▶ _EXERCISE_
Reproduce the imputation code below, from "# imputation removed" up to and including "num_imputer = SimpleImputer(strategy='mean')".

▶ _READING TEXT_
================
OH_X_train = X_train[low_cardinality_cols]
OH_X_valid = X_valid[low_cardinality_cols]

In [None]:
# Imputation to categorical columns or we'll encounter problems with NaN
# Impute category columns
cat_imputer = SimpleImputer(strategy='most_frequent')

imputed_X_train = pd.DataFrame(cat_imputer.fit_transform(OH_X_train))
imputed_X_valid = pd.DataFrame(cat_imputer.transform(OH_X_valid))

# imputation removed column names; put them back
imputed_X_train.columns = OH_X_train.columns
imputed_X_valid.columns = OH_X_valid.columns


In [None]:
# Remove categorical columns (will replace with one-hot encoding)
num_X_train = X_train.drop(object_cols, axis=1)
num_X_valid = X_valid.drop(object_cols, axis=1)

In [None]:
# Impute numerical columns
num_imputer = SimpleImputer(strategy='mean')

imputed_num_X_train = pd.DataFrame(num_imputer.fit_transform(num_X_train))
imputed_num_X_valid = pd.DataFrame(num_imputer.transform(num_X_valid))
================
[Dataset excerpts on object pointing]

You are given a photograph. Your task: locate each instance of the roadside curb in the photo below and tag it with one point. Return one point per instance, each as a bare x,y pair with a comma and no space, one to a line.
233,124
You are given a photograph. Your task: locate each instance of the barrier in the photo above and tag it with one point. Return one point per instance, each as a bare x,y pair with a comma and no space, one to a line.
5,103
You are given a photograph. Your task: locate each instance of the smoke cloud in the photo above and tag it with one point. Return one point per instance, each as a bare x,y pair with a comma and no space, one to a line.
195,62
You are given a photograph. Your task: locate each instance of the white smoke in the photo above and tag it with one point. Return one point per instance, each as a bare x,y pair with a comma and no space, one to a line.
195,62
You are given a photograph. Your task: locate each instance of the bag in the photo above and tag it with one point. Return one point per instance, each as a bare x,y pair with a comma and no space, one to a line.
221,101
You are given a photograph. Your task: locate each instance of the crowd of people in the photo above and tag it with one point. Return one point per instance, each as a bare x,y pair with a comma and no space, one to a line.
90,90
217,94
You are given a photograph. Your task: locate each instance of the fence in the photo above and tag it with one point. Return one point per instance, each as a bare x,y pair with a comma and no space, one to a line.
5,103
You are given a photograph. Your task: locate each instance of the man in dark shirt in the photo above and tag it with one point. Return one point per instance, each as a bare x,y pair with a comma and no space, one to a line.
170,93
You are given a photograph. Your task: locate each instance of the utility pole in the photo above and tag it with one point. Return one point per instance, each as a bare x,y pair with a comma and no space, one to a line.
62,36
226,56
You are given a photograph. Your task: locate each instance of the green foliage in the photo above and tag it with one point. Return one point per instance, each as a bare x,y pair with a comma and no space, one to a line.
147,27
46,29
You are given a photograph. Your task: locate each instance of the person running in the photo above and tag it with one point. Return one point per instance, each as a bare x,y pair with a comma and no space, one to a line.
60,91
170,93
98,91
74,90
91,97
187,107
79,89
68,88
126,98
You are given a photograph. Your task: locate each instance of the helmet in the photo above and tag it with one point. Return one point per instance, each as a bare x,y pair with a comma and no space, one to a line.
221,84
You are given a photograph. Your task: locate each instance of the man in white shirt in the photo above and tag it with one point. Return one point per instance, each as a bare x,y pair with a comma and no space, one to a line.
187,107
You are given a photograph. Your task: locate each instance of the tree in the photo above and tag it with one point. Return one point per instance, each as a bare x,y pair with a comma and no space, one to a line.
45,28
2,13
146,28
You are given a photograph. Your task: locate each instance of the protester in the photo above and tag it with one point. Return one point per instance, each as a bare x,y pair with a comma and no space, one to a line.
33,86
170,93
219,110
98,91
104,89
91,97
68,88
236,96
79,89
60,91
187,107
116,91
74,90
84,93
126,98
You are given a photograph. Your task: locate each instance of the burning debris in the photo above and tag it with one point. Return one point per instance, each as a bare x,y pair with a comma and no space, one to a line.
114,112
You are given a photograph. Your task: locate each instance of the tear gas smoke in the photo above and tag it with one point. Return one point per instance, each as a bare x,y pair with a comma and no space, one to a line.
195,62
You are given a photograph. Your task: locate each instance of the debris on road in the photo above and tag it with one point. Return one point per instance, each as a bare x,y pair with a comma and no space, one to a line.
================
▶ _RESULT OF THE TASK_
# imputation removed column names; put them back
imputed_X_train.columns = OH_X_train.columns
imputed_X_valid.columns = OH_X_valid.columns


In [None]:
# Remove categorical columns (will replace with one-hot encoding)
num_X_train = X_train.drop(object_cols, axis=1)
num_X_valid = X_valid.drop(object_cols, axis=1)

In [None]:
# Impute numerical columns
num_imputer = SimpleImputer(strategy='mean')